WORK TASK A → In the article on reaching audiences during COVID-19, what reason does it give for media outlets developing new products or launching new platforms? Answer in one to three sentences.
WORK TASK B →
Answer these questions from the article on reaching audiences during COVID-19:
(i) On what date was the first case of Covid-19 confirmed in Brazil?
(ii) Which organization reports that outlets were "disseminating information using new methods beyond the usual day-to-day coverage"?
(iii) Who can access the GaúchaZH newsletter on the pandemic?

PASSAGE TO READ →
========================
Reaching the Audience in the Time of COVID-19

Robert Nemeth
Apr 24, 2020 · 4 min read
Source: Pexels

From newsletters to podcasts and TikTok, media outlets are looking at new ways to reach their audience with virus-related coverage.

As the new coronavirus has been rapidly spreading and media outlets all over the world started focusing most of their resources on covering the pandemic, they also had to think about new ways of reaching their audience.

Many of them reacted quickly, “disseminating information using new methods beyond the usual day-to-day coverage,” the International Journalists’ Network (IJNET) reports. They have developed new products or launched new platforms to keep their audience informed as well as to engage new audiences.

Newsletters

In Brazil, the first case of Covid-19 was confirmed on 26 February 2020. The very same day, the online portal GaúchaZH decided to launch its own newsletter on the pandemic, which is available to subscribers only. Every time someone reads a story related to the virus on the website, they will be invited to sign up for the newsletter, which, in addition to latest updates, also offers advice on various topics ranging from how to wash hands properly to what people can do when scheduled trips are cancelled.
========================
RECORDS →
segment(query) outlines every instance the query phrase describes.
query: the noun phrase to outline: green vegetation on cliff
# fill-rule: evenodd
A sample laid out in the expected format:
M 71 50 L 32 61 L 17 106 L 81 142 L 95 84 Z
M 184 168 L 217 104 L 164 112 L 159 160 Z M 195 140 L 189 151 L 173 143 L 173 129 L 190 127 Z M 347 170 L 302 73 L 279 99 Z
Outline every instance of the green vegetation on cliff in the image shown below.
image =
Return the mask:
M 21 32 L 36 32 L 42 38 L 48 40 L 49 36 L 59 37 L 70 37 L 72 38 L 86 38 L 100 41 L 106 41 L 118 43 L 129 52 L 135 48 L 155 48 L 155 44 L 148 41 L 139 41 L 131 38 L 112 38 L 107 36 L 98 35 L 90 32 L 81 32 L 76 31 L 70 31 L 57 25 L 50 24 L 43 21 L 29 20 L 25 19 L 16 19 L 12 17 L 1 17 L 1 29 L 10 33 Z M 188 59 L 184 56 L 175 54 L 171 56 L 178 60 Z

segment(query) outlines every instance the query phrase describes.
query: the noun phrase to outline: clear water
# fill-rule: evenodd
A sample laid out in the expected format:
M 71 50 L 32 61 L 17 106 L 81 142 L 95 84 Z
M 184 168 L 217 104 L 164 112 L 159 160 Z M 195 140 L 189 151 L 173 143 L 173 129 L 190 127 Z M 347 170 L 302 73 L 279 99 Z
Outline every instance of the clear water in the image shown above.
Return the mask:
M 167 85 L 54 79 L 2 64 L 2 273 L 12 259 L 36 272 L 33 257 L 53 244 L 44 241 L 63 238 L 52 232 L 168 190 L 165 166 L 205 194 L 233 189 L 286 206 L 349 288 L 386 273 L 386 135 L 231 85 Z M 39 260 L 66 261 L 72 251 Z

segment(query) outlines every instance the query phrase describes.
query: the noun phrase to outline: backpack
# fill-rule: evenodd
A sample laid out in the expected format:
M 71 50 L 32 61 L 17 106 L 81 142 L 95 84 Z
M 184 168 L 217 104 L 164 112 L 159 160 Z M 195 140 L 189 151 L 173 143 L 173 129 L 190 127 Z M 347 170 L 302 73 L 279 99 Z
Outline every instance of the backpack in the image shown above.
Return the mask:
========================
RESULT A → Media outlets developed new products or launched new platforms to keep their audience informed and to engage new audiences. They did this while the coronavirus spread rapidly and they were devoting most of their resources to covering the pandemic.

RESULT B →
(i) The first case was confirmed in Brazil on 26 February 2020.
(ii) The International Journalists' Network (IJNET) reports it.
(iii) The newsletter is available to subscribers only.